**Set tasks**
a: Copy out the stretch of the lecture notes on markets from "Markets - Consequentialist" through "in free trade.".
b: Extend the lecture notes on why markets are great, picking up right after their final sentence.

**Document section**
┄┄┄┄┄┄

Lecture Three - Why are markets great
What characterizes markets (or what makes markets different from e.g., states, churches,
NGOs, etc.?
Trade, exchange, supply, demand, prices, WTP, etc.
A market is a decentralized order where people freely exchange products and services, the
production distribution and consumption of which happens on the basis of prices.
What are (alternatives to) markets?
Markets are only one institutional way to distribute scarce goods and services. What are
other way that we can distribute goods that are usually sold in the markets?
● Markets: willingness to pay; whomever pays the price.
● Auctions: willingness to pay; whomever pays most.
● Governments: centralized planning (on what basis: see below).
● Queueing: on the basis of time invested (first come, first served).
● Lottery: on the basis of luck or fate.
● Waiting lists: on the basis of urgency or needs.
● Meritocracy: on the basis of desert.
● Voting: on the basis of popularity.
● Nepotism: on the basis of ‘who knows who’.
● Free (or subsidized): open to everyone (e.g. taxpayers pay, not the consumers).
● Et cetera.
On a minimal approach a market is seen as “community of advantage” that offers participant
opportunities and incentives to interact in mutually beneficial ways.
However, when economists talks about market thay have a more ideal type approach,
which means that conventional economists describe ideal-type markets relying on very
demanding, unrealistic assumptions (perfect competition, profit maximization, homo
economicus, perfect rationality, convex indifference curves, etc.)
Highly idealized markets in Economics 101 textbooks are caricatures of real-life markets
(where competition is not perfect, people are not perfectly rational, etc.)
Why are markets great?
,Why are markets greater than states?
Markets - Consequentialist Arguments
Markets are often praised for their efficiency. Market provide incentives to increase
productivity, cut unnecessary costs, etc.
Given diversity of talents, each market agent will benefit from “specialization of function and
division of labor” (Friedman, 1961) and engaging in free trade.
In addition, decentralized markets are amazingly good at coordinating actions between
diverge agents, each of which best knows what it wants.

┄┄┄┄┄┄

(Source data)
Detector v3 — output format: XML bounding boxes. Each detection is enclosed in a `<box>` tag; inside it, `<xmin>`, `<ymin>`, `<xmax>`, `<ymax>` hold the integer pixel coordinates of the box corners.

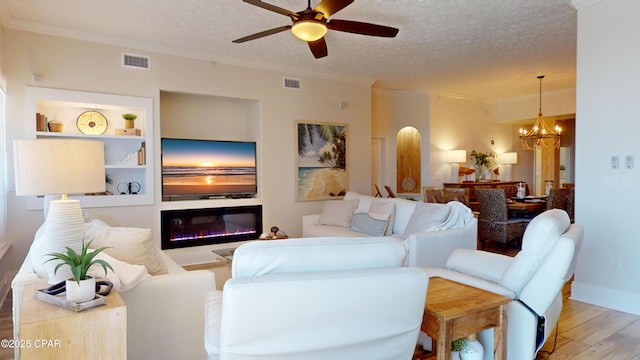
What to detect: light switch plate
<box><xmin>624</xmin><ymin>155</ymin><xmax>633</xmax><ymax>169</ymax></box>
<box><xmin>611</xmin><ymin>155</ymin><xmax>620</xmax><ymax>169</ymax></box>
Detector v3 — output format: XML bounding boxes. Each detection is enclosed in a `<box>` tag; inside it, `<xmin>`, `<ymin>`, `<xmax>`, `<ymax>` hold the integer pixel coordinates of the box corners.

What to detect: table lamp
<box><xmin>498</xmin><ymin>152</ymin><xmax>518</xmax><ymax>181</ymax></box>
<box><xmin>13</xmin><ymin>139</ymin><xmax>105</xmax><ymax>284</ymax></box>
<box><xmin>444</xmin><ymin>150</ymin><xmax>467</xmax><ymax>183</ymax></box>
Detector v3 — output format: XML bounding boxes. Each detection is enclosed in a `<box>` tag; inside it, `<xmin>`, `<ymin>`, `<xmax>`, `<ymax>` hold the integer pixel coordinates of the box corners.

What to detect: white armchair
<box><xmin>205</xmin><ymin>237</ymin><xmax>428</xmax><ymax>360</ymax></box>
<box><xmin>427</xmin><ymin>209</ymin><xmax>583</xmax><ymax>360</ymax></box>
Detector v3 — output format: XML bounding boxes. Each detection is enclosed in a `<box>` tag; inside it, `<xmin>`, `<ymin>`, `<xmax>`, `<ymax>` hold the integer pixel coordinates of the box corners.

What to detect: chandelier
<box><xmin>520</xmin><ymin>75</ymin><xmax>560</xmax><ymax>150</ymax></box>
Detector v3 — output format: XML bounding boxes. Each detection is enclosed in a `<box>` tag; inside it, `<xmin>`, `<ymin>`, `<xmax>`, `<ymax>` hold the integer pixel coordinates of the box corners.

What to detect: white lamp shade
<box><xmin>442</xmin><ymin>150</ymin><xmax>467</xmax><ymax>163</ymax></box>
<box><xmin>498</xmin><ymin>152</ymin><xmax>518</xmax><ymax>165</ymax></box>
<box><xmin>13</xmin><ymin>139</ymin><xmax>105</xmax><ymax>196</ymax></box>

┄┄┄┄┄┄

**Outputs in order**
a:
Markets - Consequentialist Arguments
Markets are often praised for their efficiency. Market provide incentives to increase
productivity, cut unnecessary costs, etc.
Given diversity of talents, each market agent will benefit from “specialization of function and
division of labor” (Friedman, 1961) and engaging in free trade.

b:
The price mechanism collects and conveys a lot of information and is thus, epistemologically
superior to centralized planning (cf., Friedrich Hayek)
How do (normative) economists put this?
Markets maximize efficiency, productivity, growth and create win-win situations.
Market thus have good (or even: the best possible) consequences. Or: markets maximize
consumer and producer surplus (i.e., utility)
cf., Pareto-optimality: a social status is pareto optimal if and only if no one’s position
can be improved without worsening the position of someone else
These ideas made a big impact on actual policies throughout the world (on both national and
international levels). Take Alan Greenspan, Chair of the US Federal Reserve from 1987 to
2006 and a staunch believer of ‘self-regulation’ of (agents in) free markets (also banks, …).
“Free competitive markets are by far the unrivaled way to organize economies (…). We have
tried regulation ranging from heavy to central planning. None meaningfully worked.”
(Greenspan, March 2008)
Friedman’s View - Consequentialist Argument
Friedman was an economist and a market enthusiast.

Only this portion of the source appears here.